→ **Given text**
March 17, 2022 by Mack Collier

I’m Ready For Web 3.0 to Give Me Twitter 2.0

Two weeks from today will mark my 15th year being a user of Twitter. Twitter likely had less than 500k users at that point, so it’s safe to say I was a very early adopter to the platform.

Twitter, warts and all, remains the best social platform we have for creating and participating in free-flowing conversations. This is almost completely due to the determination and ingenuity of Twitter users. When Jack, Ev and Biz started Twitter in 2006, they were very clear about their intentions for Twitter.

Twitter was designed to be a broadcast and promotional platform. You broadcast what you are doing.  You promote what you are doing. But organic conversations springing up around those broadcasts? Not a big care for Twitter. Users engaging their networks organically and making connections and creating new conversations on the platform? Again, not a priority for Twitter.

Twitter was designed to be a broadcast and promotional platform.

For a decade, I ran the most popular chat on Twitter, #Blogchat. It was not uncommon for #Blogchat to generate over 100M impressions in ONE HOUR every Sunday night, and create thousands of tweets. I had people refuse to join the chat as a co-host, citing ‘I can’t keep up with how fast it is’. At the height of its popularity from say 2010-2012, #Blogchat was the top trending topic on Twitter almost every Sunday night.

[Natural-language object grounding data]
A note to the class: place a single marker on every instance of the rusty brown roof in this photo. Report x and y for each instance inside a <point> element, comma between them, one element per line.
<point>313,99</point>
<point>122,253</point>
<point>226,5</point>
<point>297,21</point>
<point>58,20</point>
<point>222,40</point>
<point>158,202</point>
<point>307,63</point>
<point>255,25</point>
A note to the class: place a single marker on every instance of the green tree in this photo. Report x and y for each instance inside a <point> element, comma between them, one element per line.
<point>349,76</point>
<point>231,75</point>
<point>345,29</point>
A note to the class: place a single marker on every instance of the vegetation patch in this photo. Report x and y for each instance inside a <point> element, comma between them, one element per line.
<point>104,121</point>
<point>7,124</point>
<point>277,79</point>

→ **Work order A**
In the post about Twitter, rewrite the part that opens with the words containing "Twitter, warts and" and closes with "priority for Twitter.", changing "ingenuity" to "creativity".
→ **Work order B**
According to the post about Twitter, in what year did Jack, Ev and Biz start Twitter?
→ **Work order C**
Using the post about Twitter, decide whether each statement agrees with it: (i) The author ran #Blogchat for a decade. (ii) #Blogchat took place on Saturday nights. (iii) Twitter likely had more than a million users when the author joined. Answer yes or no and quote the words from the post that settle each one.

→ **Result A**
Twitter, warts and all, remains the best social platform we have for creating and participating in free-flowing conversations. This is almost completely due to the determination and creativity of Twitter users. When Jack, Ev and Biz started Twitter in 2006, they were very clear about their intentions for Twitter.

Twitter was designed to be a broadcast and promotional platform. You broadcast what you are doing.  You promote what you are doing. But organic conversations springing up around those broadcasts? Not a big care for Twitter. Users engaging their networks organically and making connections and creating new conversations on the platform? Again, not a priority for Twitter.

→ **Result B**
They started Twitter in 2006.

→ **Result C**
(i) Yes: "For a decade, I ran the most popular chat on Twitter, #Blogchat."
(ii) No: "every Sunday night"
(iii) No: "Twitter likely had less than 500k users at that point"